Selected text>
....................

Spectral Camera based on Ghost Imaging via Sparsity Constraints
Zhentao Liu, Shiyu Tan, Jianrong Wu, Enrong Li, Xia Shen, Shensheng, Han

TL;DR
This paper introduces a GISC spectral camera that leverages ghost imaging and compressive sensing to acquire spectral images efficiently, approaching the Shannon Limit and enabling high-resolution 3D spectral data capture with a single exposure.
Contribution
It presents the first experimental demonstration of a spectral camera using ghost imaging with sparsity constraints, significantly improving information acquisition efficiency.
Findings
Achieves spectral image acquisition below the Nyquist rate
Enables high-resolution 3D spectral imaging with a 2D detector
Approaches the Shannon Limit in optical imaging
Abstract
The image information acquisition ability of a conventional camera is usually much lower than the Shannon Limit since it does not make use of the correlation between pixels of image data. Applying a random phase modulator to code the spectral images and combining with compressive sensing (CS) theory, a spectral camera based on true thermal light ghost imaging via sparsity constraints (GISC spectral camera) is proposed and demonstrated experimentally. GISC spectral camera can acquire the information at a rate significantly below the Nyquist rate, and the resolution of the cells in the three-dimensional (3D) spectral images data-cube can be achieved with a two-dimensional (2D) detector in a single exposure. For the first time, GISC spectral camera opens the way of approaching the Shannon Limit determined by Information Theory in optical imaging instruments.

....................

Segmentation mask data

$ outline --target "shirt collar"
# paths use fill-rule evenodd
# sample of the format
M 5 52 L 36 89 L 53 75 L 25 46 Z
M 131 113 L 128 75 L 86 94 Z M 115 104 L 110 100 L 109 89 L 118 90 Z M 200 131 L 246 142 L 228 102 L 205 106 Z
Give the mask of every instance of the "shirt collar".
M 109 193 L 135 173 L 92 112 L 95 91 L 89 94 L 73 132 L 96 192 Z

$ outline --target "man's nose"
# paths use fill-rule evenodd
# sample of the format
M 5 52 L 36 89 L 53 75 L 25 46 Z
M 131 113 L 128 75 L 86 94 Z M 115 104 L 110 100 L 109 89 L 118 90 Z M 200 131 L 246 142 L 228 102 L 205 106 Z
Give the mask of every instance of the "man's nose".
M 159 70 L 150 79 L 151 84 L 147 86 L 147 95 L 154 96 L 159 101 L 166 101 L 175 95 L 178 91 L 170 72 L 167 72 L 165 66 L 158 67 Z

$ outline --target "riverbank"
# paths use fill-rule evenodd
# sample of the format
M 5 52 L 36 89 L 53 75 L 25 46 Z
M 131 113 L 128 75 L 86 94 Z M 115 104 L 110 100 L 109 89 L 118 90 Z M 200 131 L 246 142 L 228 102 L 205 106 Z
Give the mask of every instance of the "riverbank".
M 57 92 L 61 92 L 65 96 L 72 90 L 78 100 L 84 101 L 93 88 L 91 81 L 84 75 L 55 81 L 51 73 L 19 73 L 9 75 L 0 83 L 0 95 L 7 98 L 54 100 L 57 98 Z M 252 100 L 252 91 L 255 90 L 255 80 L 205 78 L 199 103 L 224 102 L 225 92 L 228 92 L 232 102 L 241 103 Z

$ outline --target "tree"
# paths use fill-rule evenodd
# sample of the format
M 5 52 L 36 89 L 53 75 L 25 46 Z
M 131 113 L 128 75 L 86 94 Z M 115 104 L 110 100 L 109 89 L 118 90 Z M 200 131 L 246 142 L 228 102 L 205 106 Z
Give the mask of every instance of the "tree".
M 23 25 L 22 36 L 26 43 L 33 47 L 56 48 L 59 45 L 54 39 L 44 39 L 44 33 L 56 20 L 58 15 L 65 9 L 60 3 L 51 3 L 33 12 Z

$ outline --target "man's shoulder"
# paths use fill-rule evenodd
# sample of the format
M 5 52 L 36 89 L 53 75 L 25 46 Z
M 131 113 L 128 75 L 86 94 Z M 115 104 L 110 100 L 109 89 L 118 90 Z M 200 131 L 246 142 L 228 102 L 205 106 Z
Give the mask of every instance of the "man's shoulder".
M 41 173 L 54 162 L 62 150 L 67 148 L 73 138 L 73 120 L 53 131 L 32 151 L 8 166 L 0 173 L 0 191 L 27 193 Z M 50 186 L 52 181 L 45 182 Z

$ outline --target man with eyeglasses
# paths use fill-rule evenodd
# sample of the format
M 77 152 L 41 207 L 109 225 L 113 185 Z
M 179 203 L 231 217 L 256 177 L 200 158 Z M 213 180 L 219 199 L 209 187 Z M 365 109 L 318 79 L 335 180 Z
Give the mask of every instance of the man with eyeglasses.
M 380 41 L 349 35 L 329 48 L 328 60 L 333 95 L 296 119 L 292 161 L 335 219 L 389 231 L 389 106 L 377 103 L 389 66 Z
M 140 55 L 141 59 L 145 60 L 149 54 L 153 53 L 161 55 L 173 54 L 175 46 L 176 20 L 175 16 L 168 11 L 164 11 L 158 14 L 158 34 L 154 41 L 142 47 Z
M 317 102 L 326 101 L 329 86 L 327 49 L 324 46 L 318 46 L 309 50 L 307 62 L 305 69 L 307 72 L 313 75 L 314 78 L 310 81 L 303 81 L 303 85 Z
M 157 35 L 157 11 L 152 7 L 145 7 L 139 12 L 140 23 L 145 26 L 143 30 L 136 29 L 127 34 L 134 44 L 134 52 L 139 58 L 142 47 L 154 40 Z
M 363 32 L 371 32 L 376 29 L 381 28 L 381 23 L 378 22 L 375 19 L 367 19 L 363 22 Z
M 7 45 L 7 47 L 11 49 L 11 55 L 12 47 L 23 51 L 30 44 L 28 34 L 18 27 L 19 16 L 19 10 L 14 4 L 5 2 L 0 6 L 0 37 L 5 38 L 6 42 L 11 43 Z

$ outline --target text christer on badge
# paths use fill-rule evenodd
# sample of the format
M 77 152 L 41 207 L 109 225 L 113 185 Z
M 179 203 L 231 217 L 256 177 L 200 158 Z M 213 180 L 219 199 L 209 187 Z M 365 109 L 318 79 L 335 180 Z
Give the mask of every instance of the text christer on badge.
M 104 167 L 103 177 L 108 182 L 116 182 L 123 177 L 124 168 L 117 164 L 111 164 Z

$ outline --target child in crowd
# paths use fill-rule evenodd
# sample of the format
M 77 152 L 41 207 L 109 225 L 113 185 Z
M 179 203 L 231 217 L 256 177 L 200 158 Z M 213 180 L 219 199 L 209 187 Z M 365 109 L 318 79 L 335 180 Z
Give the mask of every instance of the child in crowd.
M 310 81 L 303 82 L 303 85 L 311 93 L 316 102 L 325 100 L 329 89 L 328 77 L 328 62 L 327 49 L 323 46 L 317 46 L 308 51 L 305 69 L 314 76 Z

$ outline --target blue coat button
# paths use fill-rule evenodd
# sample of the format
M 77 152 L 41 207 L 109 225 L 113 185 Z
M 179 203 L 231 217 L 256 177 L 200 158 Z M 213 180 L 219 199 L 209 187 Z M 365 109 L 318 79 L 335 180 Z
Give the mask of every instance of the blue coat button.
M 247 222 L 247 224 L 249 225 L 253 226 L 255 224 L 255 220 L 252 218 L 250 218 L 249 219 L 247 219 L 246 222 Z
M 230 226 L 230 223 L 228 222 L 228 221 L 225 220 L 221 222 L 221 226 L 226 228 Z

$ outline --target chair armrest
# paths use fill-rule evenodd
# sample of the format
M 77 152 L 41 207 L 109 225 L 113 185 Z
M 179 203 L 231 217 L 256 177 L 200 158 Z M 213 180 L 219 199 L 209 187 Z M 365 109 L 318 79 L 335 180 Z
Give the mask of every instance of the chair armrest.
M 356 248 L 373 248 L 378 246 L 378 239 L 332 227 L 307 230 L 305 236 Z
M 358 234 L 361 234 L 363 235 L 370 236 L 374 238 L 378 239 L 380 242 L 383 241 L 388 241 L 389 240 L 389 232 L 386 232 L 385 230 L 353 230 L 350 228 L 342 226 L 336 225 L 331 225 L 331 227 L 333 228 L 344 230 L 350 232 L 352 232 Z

....................

Assigned task A>
Answer these questions using the text on the ghost imaging spectral camera:
(i) According to the Contribution section, what does the camera significantly improve?
(ii) What kind of modulator does the Abstract say is applied to code the spectral images?
(iii) According to the Findings, what type of detector enables high-resolution 3D spectral imaging?
Assigned task B> From the text on the ghost imaging spectral camera, reproduce the passage between "Spectral Camera based on Ghost" and "with a single exposure.", inclusive.

Task solution A>
(i) Information acquisition efficiency.
(ii) A random phase modulator.
(iii) A 2D detector.

Task solution B>
Spectral Camera based on Ghost Imaging via Sparsity Constraints
Zhentao Liu, Shiyu Tan, Jianrong Wu, Enrong Li, Xia Shen, Shensheng, Han

TL;DR
This paper introduces a GISC spectral camera that leverages ghost imaging and compressive sensing to acquire spectral images efficiently, approaching the Shannon Limit and enabling high-resolution 3D spectral data capture with a single exposure.